Document text:
First, I watched Up in the Air on HBO OnDemand not long before I left town. With this one, the problem wasn't so much with the movie itself as it was with me and my expectations. The movie seemed to be building into one kind of story, and then they did a huge reversal that made it something else, and that something else was less satisfying for me. I can't really get into it without spoiling it, and this was a major plot twist, so I don't want to spoil it. I can see that it was a perfectly valid creative choice and maybe they wanted to leave people unsettled and dissatisfied because that fit with the theme of the movie, but the cynic in me was thinking that they thought they had a far better chance of being treated like an Important Film by making that choice, and that says a lot about what gets valued in our society. It doesn't help that I don't find George Clooney at all attractive. He just radiates smug, and I get the feeling that I could never be as into him as he is into himself. Plus, I don't think he's that great an actor. He's pretty much the same in everything, unless he's doing an over-the-top caricature.

Task directions:
Answer these from the Up in the Air review:
(a) On what service did the writer watch the movie?
(b) What did the filmmakers do that turned the movie into a different, less satisfying story for the writer?
(c) In what case, according to the writer, is George Clooney not pretty much the same?
The material that comes next isn't needed for this.

Information shown:
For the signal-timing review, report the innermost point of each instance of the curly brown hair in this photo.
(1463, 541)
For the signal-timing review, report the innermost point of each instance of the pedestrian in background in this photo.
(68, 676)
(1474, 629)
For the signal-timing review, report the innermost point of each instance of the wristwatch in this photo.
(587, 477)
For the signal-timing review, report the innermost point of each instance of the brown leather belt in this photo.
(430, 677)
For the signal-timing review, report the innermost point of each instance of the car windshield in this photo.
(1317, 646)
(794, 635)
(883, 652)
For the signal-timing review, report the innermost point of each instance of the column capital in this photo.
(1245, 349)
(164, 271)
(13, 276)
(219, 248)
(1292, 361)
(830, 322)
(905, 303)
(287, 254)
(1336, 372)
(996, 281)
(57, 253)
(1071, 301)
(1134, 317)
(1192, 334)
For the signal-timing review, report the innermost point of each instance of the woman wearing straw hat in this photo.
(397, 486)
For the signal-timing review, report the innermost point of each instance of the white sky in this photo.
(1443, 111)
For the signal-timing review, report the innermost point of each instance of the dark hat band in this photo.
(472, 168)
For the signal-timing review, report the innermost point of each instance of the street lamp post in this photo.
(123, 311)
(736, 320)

* * *

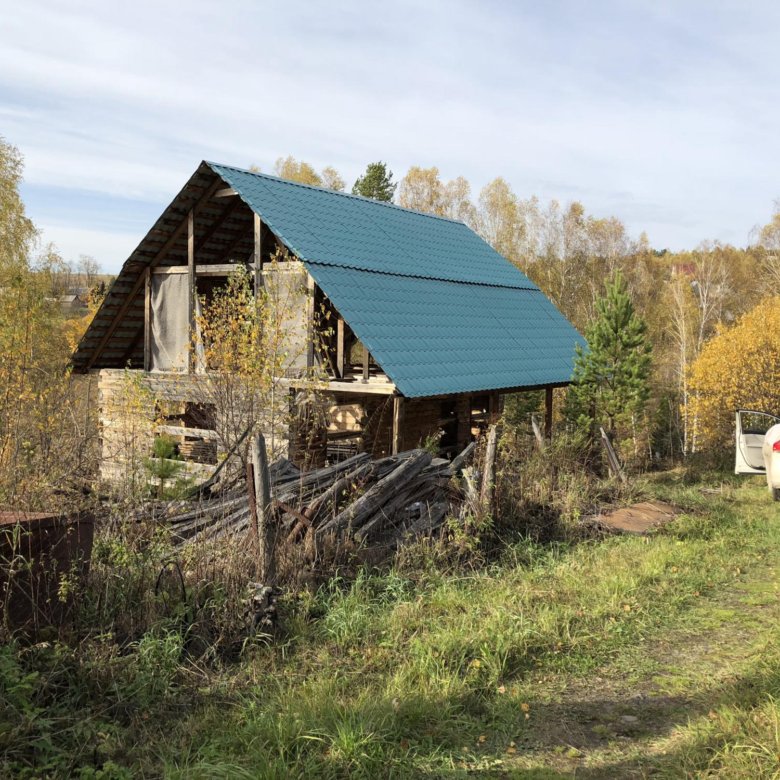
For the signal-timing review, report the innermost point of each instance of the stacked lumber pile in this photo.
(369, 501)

---

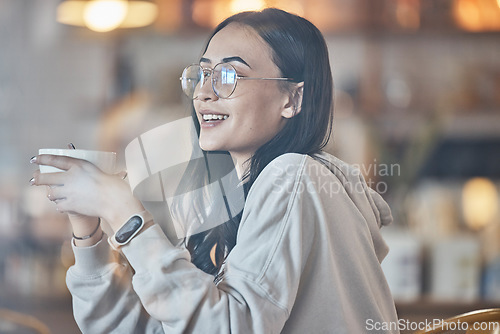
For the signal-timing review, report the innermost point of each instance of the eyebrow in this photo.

Correct output:
(a) HBO OnDemand.
(b) They made a huge reversal, a major plot twist.
(c) When he's doing an over-the-top caricature.